**READING TEXT:**
════════

I have an Oracle a table that has 3 columns. FILE_NUM, START_DATE, END_DATE. FILE_NUM is a unique identifier and so each row is unique.
FILE_NUM | START_DATE | END_DATE |
---|---|---|
1111 | Apr. 04, 1977 | Jun. 30, 1984 |
1112 | Jan. 03, 1987 | Sep. 05, 2010 |
1113 | May. 14, 1962 | Jan. 30, 1998 |
1114 | Oct. 09, 2001 | Aug. 22, 2025 |
1113 | May. 14, 1962 | Jan. 30, 1998 |
1114 | Nov. 18, 2003 | Aug. 22, 2028 |
etc |
I want to query a count of files that existed per decade. Something like:
Decade | Count |
---|---|
1960-1969 | 10 |
1970-1979 | 25 |
1980-1989 | 42 |
The logic is, if the file existed at any point in any decade, count it in each of those decades. So for file_num 1112, it should get counted in the 1980's, 1990's, 2000's, and 2010's.
I don't even know if this is possible. I've tinkered around in my query a few times, but I'm not sure I know enough functions or technique to get this sort of result.
Thanks for any help.

════════

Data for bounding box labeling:
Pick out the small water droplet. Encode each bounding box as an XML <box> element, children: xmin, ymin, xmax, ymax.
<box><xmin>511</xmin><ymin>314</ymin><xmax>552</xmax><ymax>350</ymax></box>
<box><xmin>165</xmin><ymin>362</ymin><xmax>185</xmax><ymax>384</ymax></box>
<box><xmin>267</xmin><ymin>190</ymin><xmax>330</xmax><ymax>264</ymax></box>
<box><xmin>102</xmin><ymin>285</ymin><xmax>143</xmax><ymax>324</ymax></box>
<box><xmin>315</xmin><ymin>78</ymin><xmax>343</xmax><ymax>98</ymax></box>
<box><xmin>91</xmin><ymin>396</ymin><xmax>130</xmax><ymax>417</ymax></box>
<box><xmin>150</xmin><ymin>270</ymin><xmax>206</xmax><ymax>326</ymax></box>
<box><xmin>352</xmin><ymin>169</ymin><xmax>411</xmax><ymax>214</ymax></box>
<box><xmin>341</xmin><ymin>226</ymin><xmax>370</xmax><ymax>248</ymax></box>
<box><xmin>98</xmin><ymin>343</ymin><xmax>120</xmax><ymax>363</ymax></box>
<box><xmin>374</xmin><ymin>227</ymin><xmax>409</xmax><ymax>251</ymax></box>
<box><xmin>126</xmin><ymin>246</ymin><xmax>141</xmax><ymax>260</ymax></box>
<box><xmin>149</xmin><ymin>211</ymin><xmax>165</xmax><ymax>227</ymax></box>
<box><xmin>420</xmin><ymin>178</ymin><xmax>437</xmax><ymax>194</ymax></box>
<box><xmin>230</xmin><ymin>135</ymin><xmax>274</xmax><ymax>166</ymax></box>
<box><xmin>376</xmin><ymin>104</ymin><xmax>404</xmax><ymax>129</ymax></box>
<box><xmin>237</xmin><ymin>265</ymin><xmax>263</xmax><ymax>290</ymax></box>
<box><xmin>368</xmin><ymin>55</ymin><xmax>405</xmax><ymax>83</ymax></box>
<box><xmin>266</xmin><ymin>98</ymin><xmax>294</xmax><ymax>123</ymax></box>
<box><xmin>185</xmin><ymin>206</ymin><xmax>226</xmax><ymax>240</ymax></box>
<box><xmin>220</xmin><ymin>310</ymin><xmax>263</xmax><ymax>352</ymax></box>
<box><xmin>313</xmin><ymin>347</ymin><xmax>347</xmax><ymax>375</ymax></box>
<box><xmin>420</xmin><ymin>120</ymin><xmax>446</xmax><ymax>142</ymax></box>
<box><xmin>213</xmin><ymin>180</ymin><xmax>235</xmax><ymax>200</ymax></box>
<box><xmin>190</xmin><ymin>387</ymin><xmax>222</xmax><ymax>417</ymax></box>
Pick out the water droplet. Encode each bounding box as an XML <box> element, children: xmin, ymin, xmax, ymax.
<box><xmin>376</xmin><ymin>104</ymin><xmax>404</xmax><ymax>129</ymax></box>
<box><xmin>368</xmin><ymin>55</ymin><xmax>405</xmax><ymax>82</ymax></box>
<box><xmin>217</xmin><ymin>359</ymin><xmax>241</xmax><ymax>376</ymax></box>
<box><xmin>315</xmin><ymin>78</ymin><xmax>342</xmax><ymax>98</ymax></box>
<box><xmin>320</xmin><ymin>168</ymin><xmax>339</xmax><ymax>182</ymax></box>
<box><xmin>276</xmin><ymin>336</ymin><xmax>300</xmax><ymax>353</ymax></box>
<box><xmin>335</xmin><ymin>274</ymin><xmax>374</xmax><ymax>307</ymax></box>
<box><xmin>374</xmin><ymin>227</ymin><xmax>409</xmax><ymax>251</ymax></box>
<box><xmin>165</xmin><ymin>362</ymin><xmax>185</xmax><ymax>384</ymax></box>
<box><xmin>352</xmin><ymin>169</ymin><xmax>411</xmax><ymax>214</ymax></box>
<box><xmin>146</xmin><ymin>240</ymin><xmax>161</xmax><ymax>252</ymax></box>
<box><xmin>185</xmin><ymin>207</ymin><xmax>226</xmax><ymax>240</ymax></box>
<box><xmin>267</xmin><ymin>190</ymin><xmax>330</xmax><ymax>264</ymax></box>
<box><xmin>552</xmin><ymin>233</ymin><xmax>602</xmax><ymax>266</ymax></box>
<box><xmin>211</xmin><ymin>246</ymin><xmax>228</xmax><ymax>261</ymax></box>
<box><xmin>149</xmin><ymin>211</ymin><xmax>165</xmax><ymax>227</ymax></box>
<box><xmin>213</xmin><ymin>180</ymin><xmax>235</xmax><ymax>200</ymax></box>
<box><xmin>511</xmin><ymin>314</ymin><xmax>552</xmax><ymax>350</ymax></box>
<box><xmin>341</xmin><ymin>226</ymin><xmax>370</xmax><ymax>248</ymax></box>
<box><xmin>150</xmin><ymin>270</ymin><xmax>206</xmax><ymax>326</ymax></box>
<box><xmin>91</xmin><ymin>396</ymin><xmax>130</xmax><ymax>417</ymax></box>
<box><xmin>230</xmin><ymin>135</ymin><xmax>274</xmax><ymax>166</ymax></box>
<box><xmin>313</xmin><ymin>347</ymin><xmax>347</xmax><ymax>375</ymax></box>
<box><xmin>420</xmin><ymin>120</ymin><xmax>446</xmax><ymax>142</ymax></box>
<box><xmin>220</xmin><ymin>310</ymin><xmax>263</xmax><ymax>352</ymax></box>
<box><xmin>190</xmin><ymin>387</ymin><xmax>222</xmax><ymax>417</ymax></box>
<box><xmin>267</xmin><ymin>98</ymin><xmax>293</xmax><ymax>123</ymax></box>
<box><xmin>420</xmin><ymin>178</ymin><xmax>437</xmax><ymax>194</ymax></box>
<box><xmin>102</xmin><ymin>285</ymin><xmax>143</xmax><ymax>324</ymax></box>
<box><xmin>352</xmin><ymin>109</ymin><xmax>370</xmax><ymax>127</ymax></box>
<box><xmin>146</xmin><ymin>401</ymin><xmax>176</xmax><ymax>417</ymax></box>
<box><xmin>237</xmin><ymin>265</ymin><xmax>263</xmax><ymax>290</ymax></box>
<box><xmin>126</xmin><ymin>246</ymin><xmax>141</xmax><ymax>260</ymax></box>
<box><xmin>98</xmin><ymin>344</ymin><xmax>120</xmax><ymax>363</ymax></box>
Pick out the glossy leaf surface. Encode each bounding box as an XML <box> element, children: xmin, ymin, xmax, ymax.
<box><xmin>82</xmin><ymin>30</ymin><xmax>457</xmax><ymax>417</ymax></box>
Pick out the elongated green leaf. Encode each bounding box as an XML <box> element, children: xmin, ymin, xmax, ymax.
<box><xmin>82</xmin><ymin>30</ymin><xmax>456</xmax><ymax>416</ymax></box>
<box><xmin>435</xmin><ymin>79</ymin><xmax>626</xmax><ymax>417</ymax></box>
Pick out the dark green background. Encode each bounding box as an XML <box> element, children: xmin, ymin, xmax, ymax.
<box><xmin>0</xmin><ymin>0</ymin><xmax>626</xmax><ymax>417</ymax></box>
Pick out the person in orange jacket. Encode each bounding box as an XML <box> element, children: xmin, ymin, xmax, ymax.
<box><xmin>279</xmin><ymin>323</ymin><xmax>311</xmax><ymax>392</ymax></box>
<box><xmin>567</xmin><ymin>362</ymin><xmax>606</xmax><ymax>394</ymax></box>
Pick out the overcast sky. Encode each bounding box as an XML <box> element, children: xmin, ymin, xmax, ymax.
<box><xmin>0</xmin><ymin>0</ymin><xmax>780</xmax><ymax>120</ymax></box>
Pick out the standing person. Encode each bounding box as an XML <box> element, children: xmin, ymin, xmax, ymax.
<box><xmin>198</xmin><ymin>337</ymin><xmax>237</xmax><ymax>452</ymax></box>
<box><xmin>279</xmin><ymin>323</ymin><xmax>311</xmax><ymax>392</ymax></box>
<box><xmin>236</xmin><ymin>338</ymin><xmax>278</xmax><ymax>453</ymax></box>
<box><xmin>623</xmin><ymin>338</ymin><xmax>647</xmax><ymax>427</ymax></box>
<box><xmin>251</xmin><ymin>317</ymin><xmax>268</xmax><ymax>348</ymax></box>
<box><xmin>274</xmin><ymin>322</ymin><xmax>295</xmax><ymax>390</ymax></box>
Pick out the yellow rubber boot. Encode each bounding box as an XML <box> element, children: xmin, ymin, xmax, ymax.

════════

**AIM OF THE TASK:** Could you quote the stretch of the Oracle post from "I don't even" through "sort of result."? Work from the Oracle post alone.

**EXERCISE RESPONSE:**
I don't even know if this is possible. I've tinkered around in my query a few times, but I'm not sure I know enough functions or technique to get this sort of result.